Extracted entries:
____

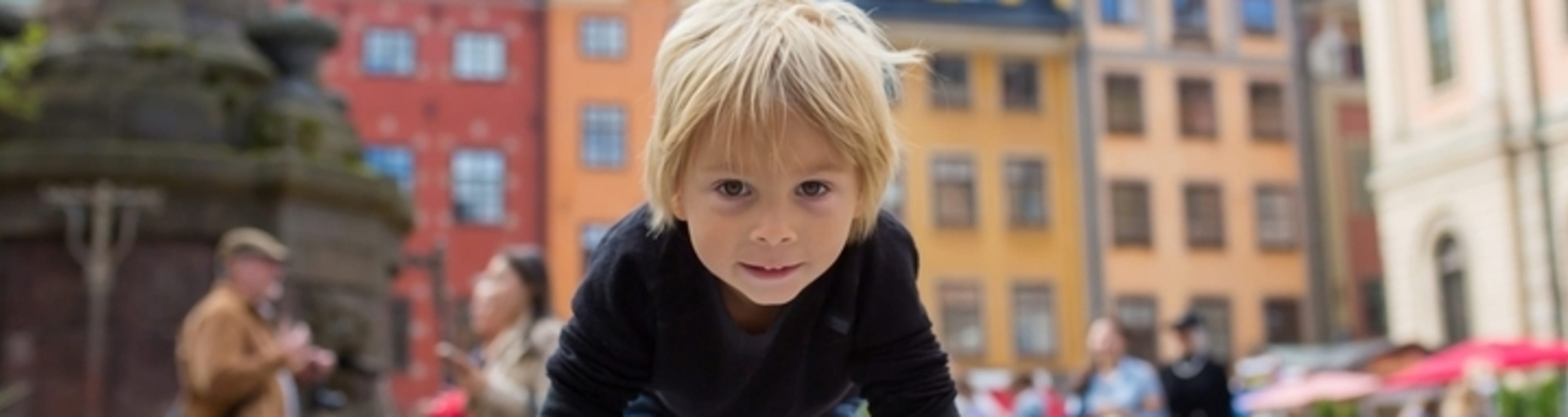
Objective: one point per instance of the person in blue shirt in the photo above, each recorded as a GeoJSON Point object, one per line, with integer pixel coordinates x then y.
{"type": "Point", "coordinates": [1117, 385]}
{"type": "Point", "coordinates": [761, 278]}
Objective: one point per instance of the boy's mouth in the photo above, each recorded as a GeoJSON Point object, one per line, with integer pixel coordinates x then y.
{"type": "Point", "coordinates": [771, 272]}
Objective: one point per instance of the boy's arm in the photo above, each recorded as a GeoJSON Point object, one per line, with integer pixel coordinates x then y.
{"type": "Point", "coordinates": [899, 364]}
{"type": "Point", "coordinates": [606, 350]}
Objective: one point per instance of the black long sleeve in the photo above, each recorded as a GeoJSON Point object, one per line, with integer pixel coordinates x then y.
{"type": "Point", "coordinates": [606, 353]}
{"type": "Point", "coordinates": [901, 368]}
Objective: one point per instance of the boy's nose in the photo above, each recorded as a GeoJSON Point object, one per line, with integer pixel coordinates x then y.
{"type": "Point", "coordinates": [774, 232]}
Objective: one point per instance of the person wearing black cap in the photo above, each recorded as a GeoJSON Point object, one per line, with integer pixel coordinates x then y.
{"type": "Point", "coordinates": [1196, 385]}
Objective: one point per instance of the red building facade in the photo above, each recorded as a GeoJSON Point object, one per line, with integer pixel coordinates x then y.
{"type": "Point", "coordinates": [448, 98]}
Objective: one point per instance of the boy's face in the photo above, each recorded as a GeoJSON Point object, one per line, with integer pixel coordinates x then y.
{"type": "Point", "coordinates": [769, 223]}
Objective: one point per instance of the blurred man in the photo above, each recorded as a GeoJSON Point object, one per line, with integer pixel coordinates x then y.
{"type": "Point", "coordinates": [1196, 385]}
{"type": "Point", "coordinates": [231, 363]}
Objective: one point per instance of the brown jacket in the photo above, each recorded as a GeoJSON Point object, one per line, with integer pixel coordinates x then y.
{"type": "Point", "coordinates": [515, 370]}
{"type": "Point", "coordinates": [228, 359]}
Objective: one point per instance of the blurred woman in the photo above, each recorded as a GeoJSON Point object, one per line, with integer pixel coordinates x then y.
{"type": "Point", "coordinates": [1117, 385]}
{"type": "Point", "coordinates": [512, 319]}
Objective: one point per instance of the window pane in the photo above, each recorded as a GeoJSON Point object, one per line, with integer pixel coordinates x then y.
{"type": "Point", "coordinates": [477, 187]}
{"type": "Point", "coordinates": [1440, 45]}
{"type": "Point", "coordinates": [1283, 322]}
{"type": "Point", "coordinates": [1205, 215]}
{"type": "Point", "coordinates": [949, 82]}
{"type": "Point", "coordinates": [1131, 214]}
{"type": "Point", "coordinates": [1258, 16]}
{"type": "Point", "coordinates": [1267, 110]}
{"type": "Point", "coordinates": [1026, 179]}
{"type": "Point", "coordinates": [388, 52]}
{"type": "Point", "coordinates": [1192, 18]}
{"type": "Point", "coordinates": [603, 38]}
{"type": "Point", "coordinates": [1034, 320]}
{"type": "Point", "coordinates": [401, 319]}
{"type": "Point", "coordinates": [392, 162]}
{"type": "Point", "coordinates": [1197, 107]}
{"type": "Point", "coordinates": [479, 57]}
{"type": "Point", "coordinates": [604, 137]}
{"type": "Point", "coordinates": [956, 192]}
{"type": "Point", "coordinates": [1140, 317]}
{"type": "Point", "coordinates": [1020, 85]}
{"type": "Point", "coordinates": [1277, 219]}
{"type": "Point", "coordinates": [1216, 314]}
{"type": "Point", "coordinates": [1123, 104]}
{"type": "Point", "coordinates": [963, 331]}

____

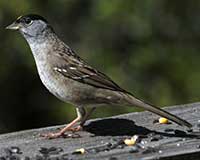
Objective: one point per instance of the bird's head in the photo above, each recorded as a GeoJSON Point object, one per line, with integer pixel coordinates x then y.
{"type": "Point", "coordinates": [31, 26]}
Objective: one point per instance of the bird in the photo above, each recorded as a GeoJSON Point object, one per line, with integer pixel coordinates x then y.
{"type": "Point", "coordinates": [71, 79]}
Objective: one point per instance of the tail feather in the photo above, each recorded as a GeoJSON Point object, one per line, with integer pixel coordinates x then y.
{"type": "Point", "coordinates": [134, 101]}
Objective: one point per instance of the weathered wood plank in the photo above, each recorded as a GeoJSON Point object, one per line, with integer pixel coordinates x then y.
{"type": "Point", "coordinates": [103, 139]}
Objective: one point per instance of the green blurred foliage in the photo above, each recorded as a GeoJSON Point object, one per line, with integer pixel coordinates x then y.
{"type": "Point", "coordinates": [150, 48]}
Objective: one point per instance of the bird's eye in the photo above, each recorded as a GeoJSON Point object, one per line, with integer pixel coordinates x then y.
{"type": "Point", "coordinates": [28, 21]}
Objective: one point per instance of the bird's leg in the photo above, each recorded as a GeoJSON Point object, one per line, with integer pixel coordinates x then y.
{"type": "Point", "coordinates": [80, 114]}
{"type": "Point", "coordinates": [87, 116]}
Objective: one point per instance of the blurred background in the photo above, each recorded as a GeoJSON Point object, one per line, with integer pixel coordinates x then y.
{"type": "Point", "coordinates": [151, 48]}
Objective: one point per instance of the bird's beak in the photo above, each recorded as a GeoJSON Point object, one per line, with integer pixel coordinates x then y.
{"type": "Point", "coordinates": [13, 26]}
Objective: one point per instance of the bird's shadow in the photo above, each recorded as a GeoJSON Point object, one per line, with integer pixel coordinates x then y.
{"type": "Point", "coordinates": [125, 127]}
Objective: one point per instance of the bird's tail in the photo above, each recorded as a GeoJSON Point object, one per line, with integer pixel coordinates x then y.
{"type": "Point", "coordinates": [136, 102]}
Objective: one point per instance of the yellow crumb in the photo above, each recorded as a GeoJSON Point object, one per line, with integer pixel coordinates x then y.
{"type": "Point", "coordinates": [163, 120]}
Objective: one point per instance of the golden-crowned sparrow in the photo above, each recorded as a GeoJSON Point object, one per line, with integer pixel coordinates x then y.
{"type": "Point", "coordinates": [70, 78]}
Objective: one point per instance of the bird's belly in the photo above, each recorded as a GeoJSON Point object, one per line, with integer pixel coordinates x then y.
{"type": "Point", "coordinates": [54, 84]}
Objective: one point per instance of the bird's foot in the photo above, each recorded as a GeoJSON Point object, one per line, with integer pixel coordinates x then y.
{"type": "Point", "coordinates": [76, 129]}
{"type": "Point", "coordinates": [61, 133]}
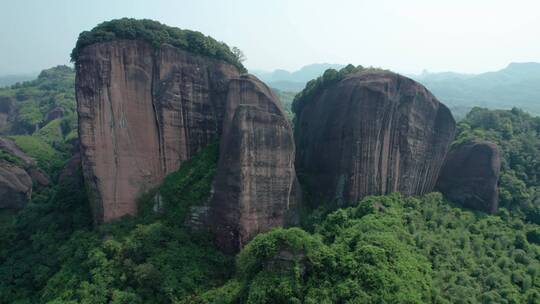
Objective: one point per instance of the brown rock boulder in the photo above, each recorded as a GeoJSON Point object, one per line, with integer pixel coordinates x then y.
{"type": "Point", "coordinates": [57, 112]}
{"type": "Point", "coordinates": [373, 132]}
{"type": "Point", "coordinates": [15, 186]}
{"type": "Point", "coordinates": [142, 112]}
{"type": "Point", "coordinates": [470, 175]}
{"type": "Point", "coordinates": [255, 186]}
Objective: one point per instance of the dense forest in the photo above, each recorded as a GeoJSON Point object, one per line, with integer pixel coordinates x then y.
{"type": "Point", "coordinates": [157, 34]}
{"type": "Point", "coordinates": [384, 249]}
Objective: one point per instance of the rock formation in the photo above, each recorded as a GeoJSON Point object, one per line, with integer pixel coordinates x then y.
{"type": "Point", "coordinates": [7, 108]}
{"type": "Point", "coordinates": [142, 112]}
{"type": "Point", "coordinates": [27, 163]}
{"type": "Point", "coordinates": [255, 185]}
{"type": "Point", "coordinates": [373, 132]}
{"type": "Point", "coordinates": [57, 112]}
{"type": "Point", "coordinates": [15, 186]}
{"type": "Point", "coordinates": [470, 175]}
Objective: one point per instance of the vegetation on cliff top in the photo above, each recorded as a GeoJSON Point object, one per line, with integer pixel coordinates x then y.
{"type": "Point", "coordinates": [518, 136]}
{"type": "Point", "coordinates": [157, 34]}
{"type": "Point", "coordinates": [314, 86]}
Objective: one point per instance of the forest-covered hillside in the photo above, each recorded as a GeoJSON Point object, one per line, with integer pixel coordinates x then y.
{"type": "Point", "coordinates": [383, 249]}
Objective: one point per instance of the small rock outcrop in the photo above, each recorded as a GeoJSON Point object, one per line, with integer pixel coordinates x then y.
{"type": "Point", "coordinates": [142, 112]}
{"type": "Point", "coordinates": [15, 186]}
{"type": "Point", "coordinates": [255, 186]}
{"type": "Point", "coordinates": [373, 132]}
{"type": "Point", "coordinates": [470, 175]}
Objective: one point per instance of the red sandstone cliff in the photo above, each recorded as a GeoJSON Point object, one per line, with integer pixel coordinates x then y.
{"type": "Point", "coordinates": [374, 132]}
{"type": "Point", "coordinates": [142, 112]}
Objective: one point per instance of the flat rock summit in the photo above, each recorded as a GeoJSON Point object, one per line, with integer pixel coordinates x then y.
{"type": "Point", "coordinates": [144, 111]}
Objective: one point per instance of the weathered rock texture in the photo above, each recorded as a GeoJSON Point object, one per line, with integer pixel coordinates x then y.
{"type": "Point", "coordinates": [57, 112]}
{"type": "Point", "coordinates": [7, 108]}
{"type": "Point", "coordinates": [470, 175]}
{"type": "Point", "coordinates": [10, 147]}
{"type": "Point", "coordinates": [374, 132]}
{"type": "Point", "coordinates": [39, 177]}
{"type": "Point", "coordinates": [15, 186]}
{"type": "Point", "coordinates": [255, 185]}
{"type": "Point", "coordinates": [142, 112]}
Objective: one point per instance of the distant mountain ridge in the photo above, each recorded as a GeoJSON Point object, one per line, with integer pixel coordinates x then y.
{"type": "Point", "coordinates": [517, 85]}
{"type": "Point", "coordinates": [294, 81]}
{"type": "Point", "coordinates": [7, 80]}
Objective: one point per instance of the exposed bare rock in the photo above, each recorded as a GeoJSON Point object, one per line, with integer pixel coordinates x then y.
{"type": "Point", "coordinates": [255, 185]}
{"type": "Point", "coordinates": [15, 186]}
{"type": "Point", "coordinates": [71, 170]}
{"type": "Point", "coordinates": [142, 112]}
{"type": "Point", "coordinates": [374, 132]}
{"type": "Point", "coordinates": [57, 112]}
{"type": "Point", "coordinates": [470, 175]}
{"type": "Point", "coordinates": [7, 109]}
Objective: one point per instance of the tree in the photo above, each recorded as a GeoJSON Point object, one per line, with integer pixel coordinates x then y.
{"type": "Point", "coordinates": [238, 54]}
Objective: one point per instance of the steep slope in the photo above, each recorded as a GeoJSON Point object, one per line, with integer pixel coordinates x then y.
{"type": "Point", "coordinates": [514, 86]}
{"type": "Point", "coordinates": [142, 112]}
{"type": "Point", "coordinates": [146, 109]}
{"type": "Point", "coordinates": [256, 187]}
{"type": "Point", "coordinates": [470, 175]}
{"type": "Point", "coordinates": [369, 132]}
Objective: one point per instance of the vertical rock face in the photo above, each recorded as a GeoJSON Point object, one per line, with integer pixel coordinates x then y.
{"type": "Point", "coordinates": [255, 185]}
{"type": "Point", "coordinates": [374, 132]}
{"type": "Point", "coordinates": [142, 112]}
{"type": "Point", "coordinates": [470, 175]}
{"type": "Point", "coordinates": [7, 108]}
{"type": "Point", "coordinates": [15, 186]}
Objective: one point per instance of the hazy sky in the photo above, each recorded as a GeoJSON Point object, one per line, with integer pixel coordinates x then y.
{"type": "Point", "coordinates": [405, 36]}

____

Set task:
Count the lines in the data above that contain the word "cliff". Give only the number.

Output of the exercise:
2